[Goal of the exercise]: Put each line of the material below into a Markdown table with two columns, "Row" for the line number and "Line" for its text, leaving out blank lines.

--- --- ---

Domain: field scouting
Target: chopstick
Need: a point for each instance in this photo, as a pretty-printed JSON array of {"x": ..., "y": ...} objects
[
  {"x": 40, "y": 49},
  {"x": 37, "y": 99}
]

--- --- ---

[Reply to the task]:
| Row | Line |
|---|---|
| 1 | Domain: field scouting |
| 2 | Target: chopstick |
| 3 | Need: a point for each instance in this photo, as a pretty-printed JSON array of {"x": ..., "y": ...} objects |
| 4 | [ |
| 5 |   {"x": 40, "y": 49}, |
| 6 |   {"x": 37, "y": 99} |
| 7 | ] |